SELECTED EXTRACT: Begin

M. G. Harrison, J. Gruner and G. C. W. Spencer.
Physical Review B 55:12 (1997) p7831-7849
We have measured the photocurrent action spectra of the conjugated polymers, poly(2-methoxy, 5 ethyl (2' hexyloxy) para-phenylene vinylene) [MEHPPV] and poly(phenylene vinylene), [PPV] in sandwich cells between indium tin oxide [ITO] and aluminium electrodes. Under forward bias and illumination through ITO, the photocurrent spectrum is broad and has a maximum at high energy, where the absorption co-efficient is greatest (the symbatic response). Under reverse bias and illumination through ITO, the photocurrent spectrum consists of a very narrow peak (f.w.h.m. = 0.1eV), located in the low energy tail of the absorption profile (the antibatic response). Several established models attempt to explain this behaviour and to relate the photocurrent action spectrum to the absorption coefficient, considering penetration depth of the light and diffusion of excitons or directly photogenerated charges. At a qualitative level, many of these seem to provide an adequate description. In this paper, we undertake a quantitative examination of these models and we find that none of them can reproduce the very narrow antibatic response which we observe in both MEH-PPV and PPV. Upon exposure to air, we observe enhancement of the photocurrent by a much greater factor than the dark current, from which we conclude that charge generation is mediated by exciton dissociation. As the temperature decreases, we observe a progressive red-shift of the absorption edge, although the photocurrent onset undergoes a much smaller red-shift. We therefore conclude that the narrow antibatic peak is due to a specific enhancement of dissociation upon excitation at low energy. We propose that the particularly sharp onset of photocurrent at low energy may be due to enhanced intermolecular charge separation within crystallite grains between those neighbouring conjugated segments which are more extended and more planar.

SELECTED EXTRACT: End
EXTRACTED DATA: Begin

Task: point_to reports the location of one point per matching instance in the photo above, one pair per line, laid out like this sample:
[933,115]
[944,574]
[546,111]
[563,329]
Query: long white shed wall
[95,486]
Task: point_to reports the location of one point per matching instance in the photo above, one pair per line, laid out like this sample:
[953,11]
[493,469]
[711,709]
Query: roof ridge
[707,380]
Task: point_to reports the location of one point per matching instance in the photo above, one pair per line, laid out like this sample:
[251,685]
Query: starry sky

EXTRACTED DATA: End
EXTRACTED DATA: Begin

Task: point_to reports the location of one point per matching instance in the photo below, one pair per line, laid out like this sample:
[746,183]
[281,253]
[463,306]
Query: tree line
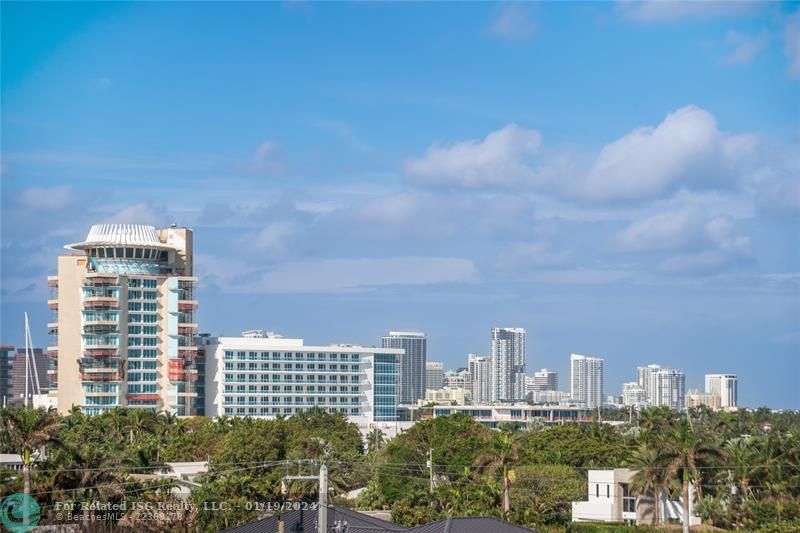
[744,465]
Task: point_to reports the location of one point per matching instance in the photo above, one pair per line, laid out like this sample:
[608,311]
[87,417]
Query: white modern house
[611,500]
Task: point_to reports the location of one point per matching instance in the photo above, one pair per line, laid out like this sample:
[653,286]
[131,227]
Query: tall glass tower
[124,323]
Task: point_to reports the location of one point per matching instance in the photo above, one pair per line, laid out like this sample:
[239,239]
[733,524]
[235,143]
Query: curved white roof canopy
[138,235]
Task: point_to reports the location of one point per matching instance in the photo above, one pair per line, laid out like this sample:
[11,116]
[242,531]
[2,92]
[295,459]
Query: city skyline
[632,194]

EXTRACTED DATA: End
EXTRACTED DATA: Begin

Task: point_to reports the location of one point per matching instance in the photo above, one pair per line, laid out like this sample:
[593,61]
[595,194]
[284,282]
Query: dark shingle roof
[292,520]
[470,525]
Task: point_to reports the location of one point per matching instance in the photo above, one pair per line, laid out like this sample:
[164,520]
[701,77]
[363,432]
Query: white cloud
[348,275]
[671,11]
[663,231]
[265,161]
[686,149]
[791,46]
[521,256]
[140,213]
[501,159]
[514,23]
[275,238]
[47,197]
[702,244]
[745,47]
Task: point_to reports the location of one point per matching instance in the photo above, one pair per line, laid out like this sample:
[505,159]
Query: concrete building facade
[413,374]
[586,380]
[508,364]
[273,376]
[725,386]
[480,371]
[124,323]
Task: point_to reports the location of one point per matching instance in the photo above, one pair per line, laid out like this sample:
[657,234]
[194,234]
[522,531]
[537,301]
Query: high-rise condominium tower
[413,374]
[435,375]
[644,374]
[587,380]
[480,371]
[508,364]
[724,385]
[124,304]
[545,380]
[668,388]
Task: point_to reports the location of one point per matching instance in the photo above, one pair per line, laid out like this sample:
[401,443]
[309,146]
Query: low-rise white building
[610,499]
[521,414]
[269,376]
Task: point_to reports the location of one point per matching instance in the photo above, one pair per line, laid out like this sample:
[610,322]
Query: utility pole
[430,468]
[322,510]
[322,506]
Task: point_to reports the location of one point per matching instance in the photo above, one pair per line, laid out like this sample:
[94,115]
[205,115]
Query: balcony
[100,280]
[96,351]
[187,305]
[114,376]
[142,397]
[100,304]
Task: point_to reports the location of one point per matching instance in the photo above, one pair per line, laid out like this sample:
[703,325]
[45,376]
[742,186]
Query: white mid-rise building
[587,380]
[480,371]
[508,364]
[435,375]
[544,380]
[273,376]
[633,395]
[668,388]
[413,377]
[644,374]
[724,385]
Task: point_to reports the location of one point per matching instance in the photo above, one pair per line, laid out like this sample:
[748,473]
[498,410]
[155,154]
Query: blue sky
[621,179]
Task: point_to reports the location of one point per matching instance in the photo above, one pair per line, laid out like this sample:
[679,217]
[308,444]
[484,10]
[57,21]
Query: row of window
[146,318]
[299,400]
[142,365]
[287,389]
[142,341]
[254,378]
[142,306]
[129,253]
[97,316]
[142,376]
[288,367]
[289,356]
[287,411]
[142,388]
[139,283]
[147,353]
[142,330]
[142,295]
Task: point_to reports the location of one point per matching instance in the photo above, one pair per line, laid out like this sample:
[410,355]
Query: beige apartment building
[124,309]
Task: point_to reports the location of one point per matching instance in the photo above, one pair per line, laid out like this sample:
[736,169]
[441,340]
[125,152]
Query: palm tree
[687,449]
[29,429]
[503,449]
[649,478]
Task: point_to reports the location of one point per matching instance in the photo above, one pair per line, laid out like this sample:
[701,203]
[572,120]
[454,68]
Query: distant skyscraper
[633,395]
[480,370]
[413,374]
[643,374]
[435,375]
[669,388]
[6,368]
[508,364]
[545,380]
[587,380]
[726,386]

EXTRACTED DATA: End

> WORK REQUIRED: Condense the paragraph of the photocurrent abstract that begins "We have measured the photocurrent action spectra" into a bulleted list of its main findings.

> ANSWER BOX:
- Photocurrent action spectra were measured for MEH-PPV and PPV in sandwich cells between ITO and aluminium electrodes.
- Under forward bias with illumination through ITO, the spectrum is broad and peaks at high energy, where absorption is greatest (the symbatic response).
- Under reverse bias with illumination through ITO, the spectrum is a very narrow peak (f.w.h.m. = 0.1eV) in the low-energy tail of the absorption profile (the antibatic response).
- Established models based on light penetration depth and on diffusion of excitons or photogenerated charges seem adequate qualitatively. Examined quantitatively, none of them reproduces the narrow antibatic response seen in either polymer.
- Exposure to air enhances the photocurrent far more than the dark current, which indicates that charge generation is mediated by exciton dissociation.
- As temperature decreases, the absorption edge red-shifts progressively, but the photocurrent onset shifts much less. The narrow antibatic peak is therefore attributed to enhanced dissociation upon low-energy excitation.
- The sharp low-energy onset is proposed to arise from enhanced intermolecular charge separation within crystallite grains, between neighbouring conjugated segments that are more extended and more planar.